Collected data:
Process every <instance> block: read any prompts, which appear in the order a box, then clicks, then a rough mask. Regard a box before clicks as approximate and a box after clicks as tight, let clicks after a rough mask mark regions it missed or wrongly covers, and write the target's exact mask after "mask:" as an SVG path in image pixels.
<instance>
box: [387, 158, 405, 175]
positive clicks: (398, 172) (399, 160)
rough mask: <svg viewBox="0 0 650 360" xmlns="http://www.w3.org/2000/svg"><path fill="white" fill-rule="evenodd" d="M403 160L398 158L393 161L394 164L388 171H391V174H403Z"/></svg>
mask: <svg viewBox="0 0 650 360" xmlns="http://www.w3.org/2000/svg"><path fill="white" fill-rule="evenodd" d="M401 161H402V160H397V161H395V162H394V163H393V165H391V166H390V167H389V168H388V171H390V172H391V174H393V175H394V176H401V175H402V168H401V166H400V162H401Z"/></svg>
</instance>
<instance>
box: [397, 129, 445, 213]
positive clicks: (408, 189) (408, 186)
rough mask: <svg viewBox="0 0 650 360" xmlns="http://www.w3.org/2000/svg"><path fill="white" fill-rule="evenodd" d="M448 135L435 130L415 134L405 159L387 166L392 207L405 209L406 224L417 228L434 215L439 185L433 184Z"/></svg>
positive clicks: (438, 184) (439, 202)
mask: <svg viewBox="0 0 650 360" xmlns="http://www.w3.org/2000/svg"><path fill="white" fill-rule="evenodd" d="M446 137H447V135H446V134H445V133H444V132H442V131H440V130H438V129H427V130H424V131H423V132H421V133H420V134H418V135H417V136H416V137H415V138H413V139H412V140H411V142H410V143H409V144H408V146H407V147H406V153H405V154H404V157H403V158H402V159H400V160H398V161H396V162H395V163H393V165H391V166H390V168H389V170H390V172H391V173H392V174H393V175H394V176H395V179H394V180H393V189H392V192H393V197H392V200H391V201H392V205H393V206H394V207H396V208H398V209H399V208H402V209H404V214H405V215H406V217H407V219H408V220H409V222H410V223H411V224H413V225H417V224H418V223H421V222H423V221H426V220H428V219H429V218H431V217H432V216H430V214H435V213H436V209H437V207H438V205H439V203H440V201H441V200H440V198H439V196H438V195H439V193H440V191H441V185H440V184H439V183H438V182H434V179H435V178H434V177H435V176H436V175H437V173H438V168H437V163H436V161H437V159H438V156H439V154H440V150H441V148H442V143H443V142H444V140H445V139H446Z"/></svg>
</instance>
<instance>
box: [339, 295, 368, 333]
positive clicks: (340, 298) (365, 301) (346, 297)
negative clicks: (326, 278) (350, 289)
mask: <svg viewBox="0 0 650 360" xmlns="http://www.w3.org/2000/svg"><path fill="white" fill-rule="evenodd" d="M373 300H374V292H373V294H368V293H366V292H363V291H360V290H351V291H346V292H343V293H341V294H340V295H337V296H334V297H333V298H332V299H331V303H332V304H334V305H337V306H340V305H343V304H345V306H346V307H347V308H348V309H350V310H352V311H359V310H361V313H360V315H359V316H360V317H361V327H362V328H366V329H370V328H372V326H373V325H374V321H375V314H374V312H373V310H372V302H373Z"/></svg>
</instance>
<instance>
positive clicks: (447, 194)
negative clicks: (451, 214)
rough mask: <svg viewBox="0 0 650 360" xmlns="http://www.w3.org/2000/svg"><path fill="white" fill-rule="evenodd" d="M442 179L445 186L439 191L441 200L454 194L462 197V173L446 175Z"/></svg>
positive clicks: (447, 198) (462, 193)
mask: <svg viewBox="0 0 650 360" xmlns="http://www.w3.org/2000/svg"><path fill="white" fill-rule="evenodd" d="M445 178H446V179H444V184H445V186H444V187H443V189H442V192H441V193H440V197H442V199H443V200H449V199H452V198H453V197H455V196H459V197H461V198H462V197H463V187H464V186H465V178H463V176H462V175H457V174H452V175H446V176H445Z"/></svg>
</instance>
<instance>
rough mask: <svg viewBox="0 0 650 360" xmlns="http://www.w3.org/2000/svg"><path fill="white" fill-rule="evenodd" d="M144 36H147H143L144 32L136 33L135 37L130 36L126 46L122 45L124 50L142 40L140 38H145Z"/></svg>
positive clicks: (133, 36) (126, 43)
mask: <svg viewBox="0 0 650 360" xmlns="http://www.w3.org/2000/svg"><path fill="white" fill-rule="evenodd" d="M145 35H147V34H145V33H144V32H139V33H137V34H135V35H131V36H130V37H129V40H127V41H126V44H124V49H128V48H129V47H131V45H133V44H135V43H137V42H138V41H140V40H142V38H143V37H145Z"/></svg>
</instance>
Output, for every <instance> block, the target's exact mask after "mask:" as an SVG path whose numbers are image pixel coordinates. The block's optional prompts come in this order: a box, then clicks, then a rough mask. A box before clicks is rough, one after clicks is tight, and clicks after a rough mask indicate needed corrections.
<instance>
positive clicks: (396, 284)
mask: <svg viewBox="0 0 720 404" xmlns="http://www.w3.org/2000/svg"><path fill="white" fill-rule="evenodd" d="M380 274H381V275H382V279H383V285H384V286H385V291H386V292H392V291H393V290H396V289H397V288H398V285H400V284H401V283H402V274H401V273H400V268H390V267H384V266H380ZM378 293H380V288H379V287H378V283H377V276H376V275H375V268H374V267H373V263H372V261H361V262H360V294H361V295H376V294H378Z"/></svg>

■ What the task asks ■
Only the lines of the data holding the string "after" are wanted; copy each of them.

■ Answer to this problem ■
Process every <instance> block: read any prompts, which appear in the order a box, then clicks, then a rough mask. Regard a box before clicks as approximate and a box after clicks as tight, let clicks after a rough mask mark regions it missed or wrongly covers, and write the target's exact mask after "mask:" as an SVG path in image pixels.
Output, for every <instance> block, the target's exact mask after "mask:" as an SVG path whose numbers are image pixel coordinates. The block's optional prompts come in this order: a box, then clicks, then a rough mask. A box before clicks is rough, one after clicks is tight, and clicks after a rough mask indicate needed corrections.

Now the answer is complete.